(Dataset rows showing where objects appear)
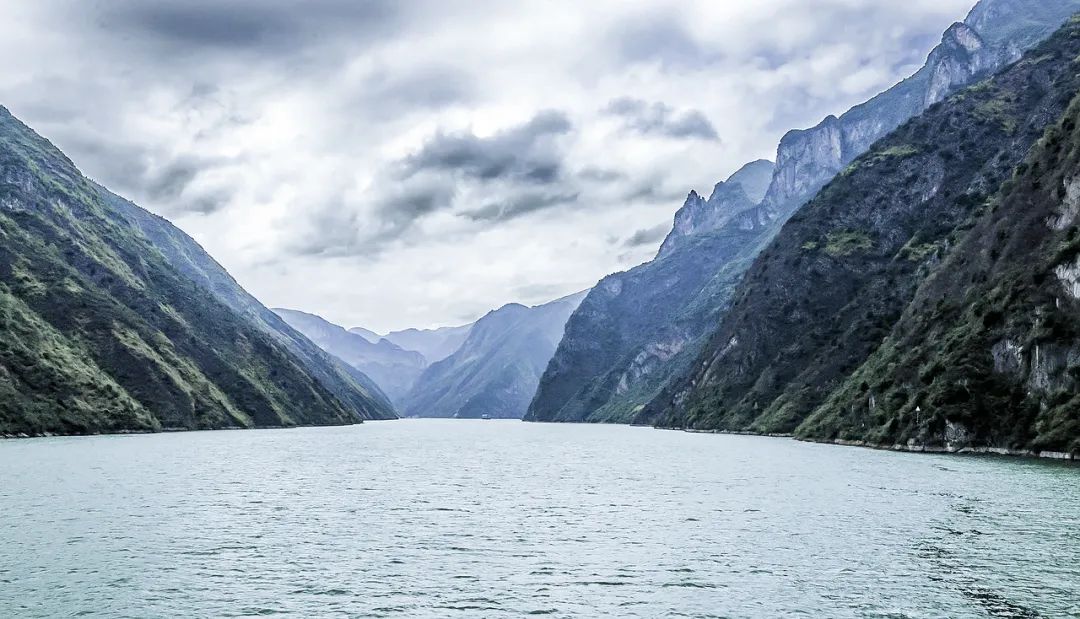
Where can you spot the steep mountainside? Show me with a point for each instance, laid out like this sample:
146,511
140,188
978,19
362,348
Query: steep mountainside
99,333
987,353
433,344
622,349
366,334
636,328
820,299
393,368
184,254
497,368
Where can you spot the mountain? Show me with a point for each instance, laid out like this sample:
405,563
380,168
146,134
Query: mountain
433,344
393,368
987,351
185,255
496,369
621,348
903,286
100,333
366,334
637,328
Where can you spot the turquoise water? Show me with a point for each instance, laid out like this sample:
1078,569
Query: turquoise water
502,519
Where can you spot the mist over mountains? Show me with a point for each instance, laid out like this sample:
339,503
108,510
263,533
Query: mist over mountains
903,274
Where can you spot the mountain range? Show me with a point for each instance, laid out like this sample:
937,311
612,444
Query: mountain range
926,296
643,330
115,321
497,368
392,367
489,367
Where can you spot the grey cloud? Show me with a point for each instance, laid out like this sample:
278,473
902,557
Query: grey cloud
338,228
647,236
526,152
245,25
157,180
520,205
661,119
407,202
595,174
657,38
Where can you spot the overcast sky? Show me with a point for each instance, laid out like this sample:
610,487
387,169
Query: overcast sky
408,163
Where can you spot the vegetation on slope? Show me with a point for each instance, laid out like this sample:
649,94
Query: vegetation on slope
822,297
988,351
100,334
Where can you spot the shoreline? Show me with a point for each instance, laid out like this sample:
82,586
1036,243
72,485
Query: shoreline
22,435
983,451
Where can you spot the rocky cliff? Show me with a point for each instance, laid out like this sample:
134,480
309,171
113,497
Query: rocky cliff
99,333
621,348
391,367
821,299
184,254
987,352
497,368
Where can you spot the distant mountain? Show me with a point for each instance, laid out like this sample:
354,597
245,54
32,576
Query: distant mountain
640,328
927,297
368,335
496,369
99,332
185,255
637,328
433,344
393,368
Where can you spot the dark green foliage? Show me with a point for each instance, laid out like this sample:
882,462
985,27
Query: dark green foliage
99,333
991,340
799,330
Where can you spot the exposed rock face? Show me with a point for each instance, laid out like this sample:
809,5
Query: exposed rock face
497,368
698,216
433,344
366,334
819,340
994,35
598,372
100,332
393,368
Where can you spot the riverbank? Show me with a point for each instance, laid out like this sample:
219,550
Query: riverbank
16,435
969,451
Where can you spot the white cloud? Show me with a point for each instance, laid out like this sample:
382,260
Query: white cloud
275,131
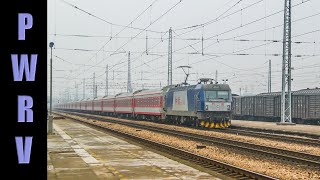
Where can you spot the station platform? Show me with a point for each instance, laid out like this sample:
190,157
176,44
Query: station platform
76,151
298,128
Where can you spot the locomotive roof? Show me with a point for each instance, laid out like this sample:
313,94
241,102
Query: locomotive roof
147,91
222,87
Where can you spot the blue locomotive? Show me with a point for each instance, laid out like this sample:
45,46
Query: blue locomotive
206,104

Objective:
Return every one of the records above verbatim, omitting the pictures.

Task response:
Where can you spot the steep mountainside? Show me with a point for each instance, laid out like this sample:
146,511
140,188
978,19
362,348
Query: steep mountainside
99,333
987,353
433,344
622,349
366,334
636,328
820,299
393,368
184,254
497,368
Where can you spot the mountain? Show me with a point for each instance, laid out like this sample:
405,563
380,168
146,134
Query: mountain
433,344
393,368
987,351
185,255
496,369
621,348
903,286
100,333
366,334
637,328
Where can you spot the turquoise water? Show me with a point for each instance, laid out like this sample:
1078,569
Query: turquoise water
502,519
Where can you spot the mist over mountains? Show me with a point for each instance, laid out like this sample:
339,503
108,510
263,533
Query: mist over mountains
903,274
Where can you spot the mountain range? Show me with a point for each instance, laid out like this sample:
937,311
612,444
Query: mountain range
926,296
643,330
115,321
497,368
392,367
489,367
Where can you spot the grey cloud? Show me with a point for each instance, laid out like this sample:
278,473
902,557
Query: grey cloud
338,228
647,236
526,152
245,25
157,180
520,205
661,119
407,202
595,174
657,38
Where can you spot the overcast sky? Show me with a point for each instance, laid out like this sample:
610,487
387,169
Query: overcast sky
408,163
Where can you spot the vegetation on slope? Show me with a point for each instance, laid out like this sample:
649,94
Query: vegetation on slope
822,297
988,351
100,334
Where can you spot the shoreline? Show me with a point for each instance, laid out like this sample:
82,586
1036,243
72,485
Query: shoreline
22,435
983,451
Where can you spot the rocky cliff? Show me with a point for each instance, laid out like this sample:
134,480
309,171
113,497
Query: rocky cliff
99,333
621,348
391,367
821,299
184,254
987,352
497,368
Where can you spot the distant mountain? Show me with a point for each instance, laid out like this sample:
354,597
245,54
32,576
Query: distant mountain
640,328
927,297
368,335
496,369
99,332
185,255
637,328
433,344
393,368
Where can you spot the dark green foliage? Show me with a point for each instance, laid out like this sample:
882,462
985,27
Query: dark green foliage
99,333
991,340
799,330
Where can you spot the exposed rock face? Show me with a point for each instance, laid out like this sample:
809,5
Query: exposed rock face
497,368
698,216
433,344
366,334
819,340
994,35
598,372
100,332
393,368
Where can you spot the riverbank? Show me with a point for each instance, laid out like this sample:
219,550
Query: riverbank
16,435
969,451
Where can you spot the white cloud? Show me with a point for each instance, laid out like this sample:
382,260
Query: white cloud
275,131
Where can you spot the station platform? Show me with a point for each instance, laid out like this sample:
190,157
176,44
Query: station platform
76,151
298,128
Where can you spot the locomotive roof? Show me with a point for each instance, laid out like this sample:
313,94
241,102
Query: locomotive roof
147,91
222,87
Where can you spot the blue locomotive? Show me with a point for each instance, laid out like this sample:
45,46
Query: blue locomotive
206,104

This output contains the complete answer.